EXCERPT
=-=-=
Peter ‘Wheat Pete’ Johnson is back for another edition of Wheat Pete’s Word, even if his voice is only running about 80%.
It’s early July, and there’s so very much to cover in this week’s audio. From fusarium florets, to surprisingly weedy corn fields, and on to rolling corn cobs, and covering unseeded acres, host Johnson might be a little subdued but he’s got your answers. (Summary continues below player)
Have a question you’d like Johnson to address or some yield results to send in? Disagree with something he’s said? Leave him a message at 1-888-746-3311, send him a tweet (@wheatpete), or email him at [email protected].
Summary
- No voice, means no Word, so sorry about last week. But he’s trying! Summer cold and laryngitis is a bad combo.
- Let us know if you ever have issues accessing the Word! We’ll always try and fix an issue ASAP.
- Ontario finally has summer, with warm temps, but some areas still getting constant rainfall
- Tough soil still, One farmer reports receiving 15.2″ of rain from April 15 to June 25. WOW.
- London area reporting some fusarium infection symptoms in wheat, but not a disaster as of yet.
- Interesting: part of the head is typically affected, and sometimes individual florets and that’s what Pete is seeing. Less infection. What does that mean? The disease is there and it can spread, even if initial infection is low. How do you manage that? Harvest early! But…
- How do you harvest early with stagey crops? Those tillers are going to cause issues. Can you do a pre-harvest glyphosate application? Yes, it will gain you a couple to three days to get the soybeans in. The challenge is getting that peduncle colour change— Check it out in this video. You must not have translocation to the grain.
- Do you wait on those tillers? It’s going to be a tough call. Have to tell maturity in those tillers and make the call.
- Corn cobs left in the soybean fields from 2018: a farmer wants to roll beans to crush them in to avoid volunteer corn. No! Have to run it through the combine, you’ll just jam them into the soil and they’ll volunteer.
- Average nitrogen release to date for Ontario was 8 ppm vs average 12 ppm. And samples were two weeks later than average, too. So cold, just haven’t had that nitrogen release. And we won’t catch up. It’s biological activity working on the organic matter and temperature driven. There will be 30 to 40 pounds less out of the soil this year, full stop.
=-=-=
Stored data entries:
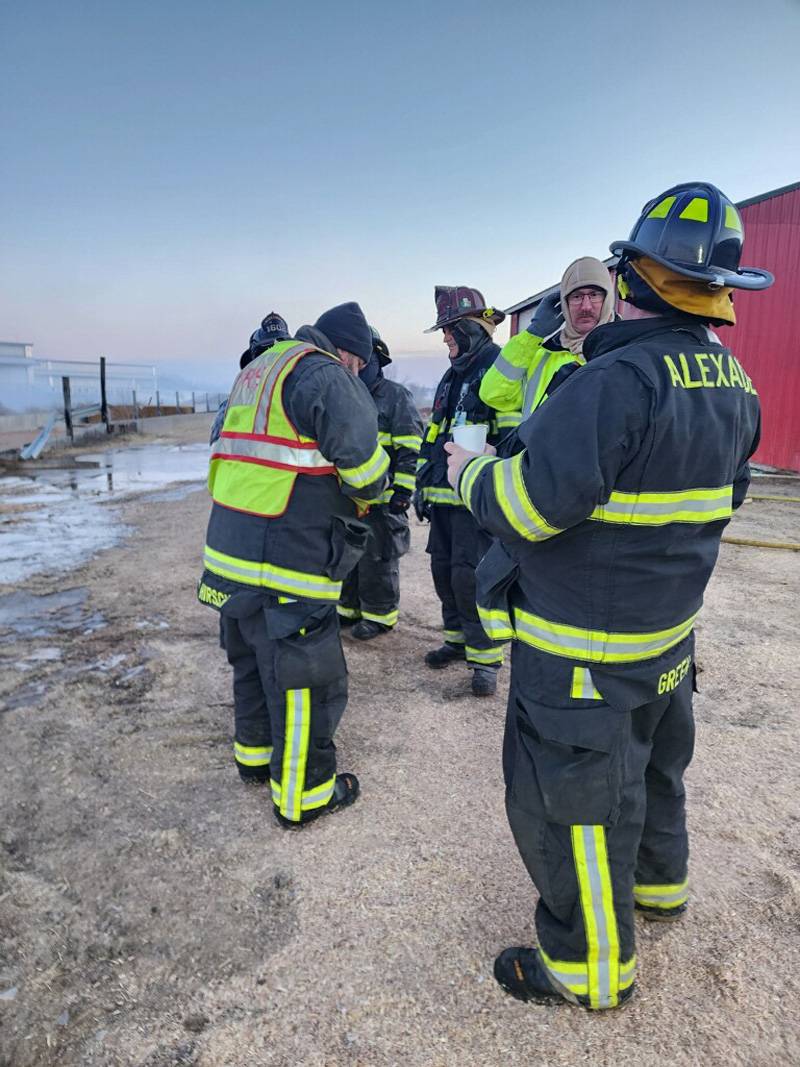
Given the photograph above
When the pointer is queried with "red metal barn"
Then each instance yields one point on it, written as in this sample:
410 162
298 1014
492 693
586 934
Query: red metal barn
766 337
=-=-=
EXERCISE REQUIREMENTS
Can you repeat the part of the Wheat Pete's Word page starting at "It’s early July, and" and ending at "at [email protected].", with "Johnson" replaced by "Pete"?

ANSWER FOR THE TASK
It’s early July, and there’s so very much to cover in this week’s audio. From fusarium florets, to surprisingly weedy corn fields, and on to rolling corn cobs, and covering unseeded acres, host Pete might be a little subdued but he’s got your answers. (Summary continues below player)
Have a question you’d like Pete to address or some yield results to send in? Disagree with something he’s said? Leave him a message at 1-888-746-3311, send him a tweet (@wheatpete), or email him at [email protected].